| Exercise instructions |
Repeat the data in full and exactly. Leave the pictures out.

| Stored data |
::::

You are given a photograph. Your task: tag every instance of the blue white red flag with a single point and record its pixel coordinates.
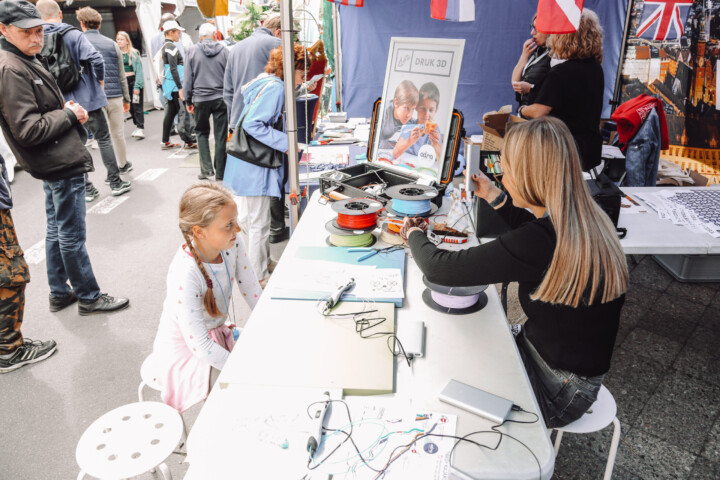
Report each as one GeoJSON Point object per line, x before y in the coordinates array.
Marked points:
{"type": "Point", "coordinates": [558, 16]}
{"type": "Point", "coordinates": [453, 10]}
{"type": "Point", "coordinates": [349, 3]}
{"type": "Point", "coordinates": [663, 19]}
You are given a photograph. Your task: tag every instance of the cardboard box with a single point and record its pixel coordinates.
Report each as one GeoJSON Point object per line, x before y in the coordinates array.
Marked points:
{"type": "Point", "coordinates": [495, 126]}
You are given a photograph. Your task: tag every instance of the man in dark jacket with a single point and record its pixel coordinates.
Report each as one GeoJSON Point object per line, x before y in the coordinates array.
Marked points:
{"type": "Point", "coordinates": [203, 86]}
{"type": "Point", "coordinates": [48, 140]}
{"type": "Point", "coordinates": [116, 89]}
{"type": "Point", "coordinates": [89, 93]}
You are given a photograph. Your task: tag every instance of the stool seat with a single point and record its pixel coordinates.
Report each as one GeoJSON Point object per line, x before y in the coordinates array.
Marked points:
{"type": "Point", "coordinates": [130, 440]}
{"type": "Point", "coordinates": [599, 416]}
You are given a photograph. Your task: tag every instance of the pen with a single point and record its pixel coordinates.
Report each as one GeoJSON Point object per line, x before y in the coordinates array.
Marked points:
{"type": "Point", "coordinates": [318, 418]}
{"type": "Point", "coordinates": [632, 201]}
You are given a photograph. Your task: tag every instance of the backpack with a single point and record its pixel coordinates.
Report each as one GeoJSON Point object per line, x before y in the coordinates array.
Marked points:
{"type": "Point", "coordinates": [61, 64]}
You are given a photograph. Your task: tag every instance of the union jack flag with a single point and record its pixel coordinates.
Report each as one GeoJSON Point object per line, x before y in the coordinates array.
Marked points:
{"type": "Point", "coordinates": [663, 19]}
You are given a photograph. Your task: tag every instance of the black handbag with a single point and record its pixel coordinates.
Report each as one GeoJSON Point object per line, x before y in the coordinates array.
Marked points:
{"type": "Point", "coordinates": [246, 148]}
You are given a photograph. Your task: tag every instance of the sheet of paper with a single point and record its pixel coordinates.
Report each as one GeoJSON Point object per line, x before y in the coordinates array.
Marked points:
{"type": "Point", "coordinates": [379, 426]}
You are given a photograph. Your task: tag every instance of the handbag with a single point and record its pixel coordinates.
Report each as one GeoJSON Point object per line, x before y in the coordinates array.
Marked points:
{"type": "Point", "coordinates": [248, 149]}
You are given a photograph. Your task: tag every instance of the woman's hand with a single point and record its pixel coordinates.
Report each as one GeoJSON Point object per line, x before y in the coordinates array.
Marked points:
{"type": "Point", "coordinates": [410, 224]}
{"type": "Point", "coordinates": [485, 188]}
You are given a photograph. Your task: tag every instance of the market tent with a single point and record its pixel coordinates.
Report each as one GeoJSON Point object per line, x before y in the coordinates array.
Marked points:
{"type": "Point", "coordinates": [493, 43]}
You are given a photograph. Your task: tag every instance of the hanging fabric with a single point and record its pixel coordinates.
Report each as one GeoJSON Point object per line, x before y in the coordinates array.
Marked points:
{"type": "Point", "coordinates": [453, 10]}
{"type": "Point", "coordinates": [558, 16]}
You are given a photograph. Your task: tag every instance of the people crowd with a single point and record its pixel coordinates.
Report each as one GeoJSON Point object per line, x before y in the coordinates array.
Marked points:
{"type": "Point", "coordinates": [556, 227]}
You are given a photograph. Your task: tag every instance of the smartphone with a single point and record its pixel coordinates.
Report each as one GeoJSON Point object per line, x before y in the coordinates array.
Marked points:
{"type": "Point", "coordinates": [476, 401]}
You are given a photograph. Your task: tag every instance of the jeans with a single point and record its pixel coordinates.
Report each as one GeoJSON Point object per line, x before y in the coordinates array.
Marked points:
{"type": "Point", "coordinates": [66, 256]}
{"type": "Point", "coordinates": [643, 153]}
{"type": "Point", "coordinates": [136, 109]}
{"type": "Point", "coordinates": [97, 124]}
{"type": "Point", "coordinates": [218, 110]}
{"type": "Point", "coordinates": [563, 396]}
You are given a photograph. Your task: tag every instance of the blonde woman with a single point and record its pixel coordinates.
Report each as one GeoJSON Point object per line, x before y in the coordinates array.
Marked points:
{"type": "Point", "coordinates": [573, 88]}
{"type": "Point", "coordinates": [134, 75]}
{"type": "Point", "coordinates": [564, 254]}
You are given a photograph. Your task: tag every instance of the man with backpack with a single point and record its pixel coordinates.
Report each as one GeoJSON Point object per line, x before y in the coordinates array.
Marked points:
{"type": "Point", "coordinates": [88, 92]}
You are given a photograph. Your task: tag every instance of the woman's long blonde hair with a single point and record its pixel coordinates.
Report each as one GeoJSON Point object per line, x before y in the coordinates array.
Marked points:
{"type": "Point", "coordinates": [586, 42]}
{"type": "Point", "coordinates": [541, 157]}
{"type": "Point", "coordinates": [199, 206]}
{"type": "Point", "coordinates": [131, 49]}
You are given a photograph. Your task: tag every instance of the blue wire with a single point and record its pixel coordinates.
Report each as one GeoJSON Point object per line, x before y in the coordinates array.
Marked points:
{"type": "Point", "coordinates": [411, 207]}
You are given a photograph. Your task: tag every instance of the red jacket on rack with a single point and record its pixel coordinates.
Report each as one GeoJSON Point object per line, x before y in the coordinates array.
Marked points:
{"type": "Point", "coordinates": [631, 114]}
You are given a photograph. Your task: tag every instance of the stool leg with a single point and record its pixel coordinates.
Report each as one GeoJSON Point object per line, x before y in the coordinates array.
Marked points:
{"type": "Point", "coordinates": [165, 471]}
{"type": "Point", "coordinates": [613, 449]}
{"type": "Point", "coordinates": [558, 439]}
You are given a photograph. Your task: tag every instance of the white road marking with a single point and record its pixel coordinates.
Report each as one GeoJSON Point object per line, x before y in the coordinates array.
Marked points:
{"type": "Point", "coordinates": [150, 175]}
{"type": "Point", "coordinates": [107, 204]}
{"type": "Point", "coordinates": [36, 254]}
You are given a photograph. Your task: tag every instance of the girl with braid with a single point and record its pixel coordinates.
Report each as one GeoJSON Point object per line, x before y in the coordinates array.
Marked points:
{"type": "Point", "coordinates": [193, 341]}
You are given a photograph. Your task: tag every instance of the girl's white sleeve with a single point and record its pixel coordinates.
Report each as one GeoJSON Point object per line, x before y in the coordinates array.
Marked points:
{"type": "Point", "coordinates": [190, 295]}
{"type": "Point", "coordinates": [245, 276]}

::::

| Answer to this task |
You are given a photograph. Your task: tag every instance of the blue white red flag with a single point and record its pixel coordinates.
Report each as one GeoJSON Point object per line, x before y in the coordinates array.
Marked points:
{"type": "Point", "coordinates": [558, 16]}
{"type": "Point", "coordinates": [453, 10]}
{"type": "Point", "coordinates": [349, 3]}
{"type": "Point", "coordinates": [663, 19]}
You are given a photograph. Your task: tag every instance of the cardboard box with a single point and record its pixel coordinates.
Report each as one GeoJSON Point object per line, x before y in the coordinates array.
Marked points:
{"type": "Point", "coordinates": [495, 126]}
You are given a photograph. Your task: tag every instance of the man in dark jacket with a single point and record its pixel coordinates.
Report each as one GeoJSON Point object per line, x before y in the coordinates array.
Marked points:
{"type": "Point", "coordinates": [203, 86]}
{"type": "Point", "coordinates": [48, 140]}
{"type": "Point", "coordinates": [116, 89]}
{"type": "Point", "coordinates": [89, 93]}
You are given a photograph. Your task: tag every instance of the stool seat with a single point and record its pixel coordinates.
Report each as one GeoJSON Point object per line, x before y in the coordinates array.
Marked points:
{"type": "Point", "coordinates": [130, 440]}
{"type": "Point", "coordinates": [599, 416]}
You are given a photograph. Your task: tag every instance of the pen with a single point and record its pixel coordinates.
Report each as one GeoJSON Point object per line, x before y in the coordinates array.
Marked points:
{"type": "Point", "coordinates": [318, 418]}
{"type": "Point", "coordinates": [632, 201]}
You are given a photograph. Your task: tag every instance of the backpack with a single point and record its pixel coordinates.
Report each as one GeoJSON Point object per line, x before y in the coordinates array.
Marked points:
{"type": "Point", "coordinates": [61, 64]}
You are given a photograph. Your task: tag every instance of the union jack flag with a single point and record its pixel coordinates.
Report each as one GeoJSON Point object per line, x before y in the coordinates array.
Marked points:
{"type": "Point", "coordinates": [663, 19]}
You are given a photograph. Your task: tag every instance of the black handbag with a single point and record its pixel coordinates.
Report each as one GeoJSON Point object per line, x before y in the coordinates array.
Marked points:
{"type": "Point", "coordinates": [246, 148]}
You are given a photograph. Your task: tag every instance of the sheet of paper with a single point and record its pixel coordinates.
Report each as one GeoJSON Point object per line, x before y in the coordinates array.
Marked points:
{"type": "Point", "coordinates": [379, 426]}
You are given a photograph. Your task: tag every instance of the handbag with a single point and record its pixel coordinates.
Report each as one GeoJSON Point object per line, x before y in the coordinates array.
Marked points:
{"type": "Point", "coordinates": [248, 149]}
You are given a photograph. Your task: tag every instance of the woman's hand with a single point and record its pixel coordinates.
Report each as one GeoJSON Point object per line, x before y in the coordinates array.
Marked points:
{"type": "Point", "coordinates": [410, 224]}
{"type": "Point", "coordinates": [485, 188]}
You are given a photograph. Your task: tag every instance of the market tent with a single point and record its pixel coordinates.
Report each as one GeoJSON Point object per line, x before y in the coordinates array.
Marked points:
{"type": "Point", "coordinates": [493, 43]}
You are given a photograph. Your task: tag every instance of the hanging fabric with a single point and record its pixel coordinates.
Report each as one GeoJSON Point object per line, x before y in the coordinates array.
Marked points:
{"type": "Point", "coordinates": [453, 10]}
{"type": "Point", "coordinates": [558, 16]}
You are given a photograph. Your task: tag every instance of the people crowd with a single point and record its pixel coordinates.
Report each as one GeoJSON Point object per line, x before y in the coordinates array.
Marked points:
{"type": "Point", "coordinates": [556, 227]}
You are given a photograph. Your task: tag every instance of the smartphone with a single point and record its pixel coordinates.
Report each as one GeoJSON Point object per line, x before y in the coordinates array.
Marked points:
{"type": "Point", "coordinates": [476, 401]}
You are given a photograph. Your task: tag every instance of the jeans with a single point and record its pixel coordinates.
Report each as one GeoJSON Point object per line, x before y in the coordinates array.
Marked points:
{"type": "Point", "coordinates": [66, 256]}
{"type": "Point", "coordinates": [643, 153]}
{"type": "Point", "coordinates": [136, 109]}
{"type": "Point", "coordinates": [97, 124]}
{"type": "Point", "coordinates": [218, 110]}
{"type": "Point", "coordinates": [563, 396]}
You are given a photograph. Your task: tag every instance of the blonde woman with a single point and record its pixel coordinates.
Report each as one GeoJSON Point object per line, x before y in the coordinates array.
Marked points:
{"type": "Point", "coordinates": [573, 88]}
{"type": "Point", "coordinates": [134, 75]}
{"type": "Point", "coordinates": [564, 254]}
You are given a photograph. Your task: tag every instance of the man with backpack with a single point and record its pixel coordinates.
Report each as one GeoJSON Point object per line, x before y in the coordinates array.
Marked points:
{"type": "Point", "coordinates": [88, 92]}
You are given a photograph. Your task: tag every instance of the woman's long blonde hair with a single point and record its pixel coordinates.
Report each as one GeoJSON Point object per line, x before y in the coordinates array.
Marked points:
{"type": "Point", "coordinates": [586, 42]}
{"type": "Point", "coordinates": [541, 157]}
{"type": "Point", "coordinates": [199, 206]}
{"type": "Point", "coordinates": [131, 49]}
You are given a photograph. Your task: tag every instance of the blue wire with a single point and record its pixel coordinates.
Report each as one GeoJSON Point object per line, x before y in the coordinates array.
Marked points:
{"type": "Point", "coordinates": [411, 207]}
You are given a photograph. Your task: tag every instance of the red jacket on rack with a single point and record its pixel coordinates.
Report each as one GeoJSON Point object per line, x before y in the coordinates array.
Marked points:
{"type": "Point", "coordinates": [631, 114]}
You are given a photograph. Your task: tag every instance of the stool leg with a single point and record its pixel coordinates.
Report each as one GeoJSON Point object per line, x before y in the coordinates array.
Marked points:
{"type": "Point", "coordinates": [165, 471]}
{"type": "Point", "coordinates": [613, 449]}
{"type": "Point", "coordinates": [558, 439]}
You are given a photograph. Your task: tag every instance of the white road marking with a single point and record its pixel coordinates.
Report each as one GeoJSON Point object per line, x before y in the coordinates array.
Marked points:
{"type": "Point", "coordinates": [150, 175]}
{"type": "Point", "coordinates": [107, 204]}
{"type": "Point", "coordinates": [36, 254]}
You are given a photograph. Your task: tag every instance of the girl with braid with a single point and record its pixel coordinates.
Report each as one GeoJSON Point object per line, x before y in the coordinates array.
Marked points:
{"type": "Point", "coordinates": [193, 341]}
You are given a photograph. Your task: tag every instance of the girl's white sleeve with a single point and record its pixel coordinates.
Report each as one GeoJSON Point object per line, x before y in the coordinates array.
Marked points:
{"type": "Point", "coordinates": [190, 295]}
{"type": "Point", "coordinates": [245, 276]}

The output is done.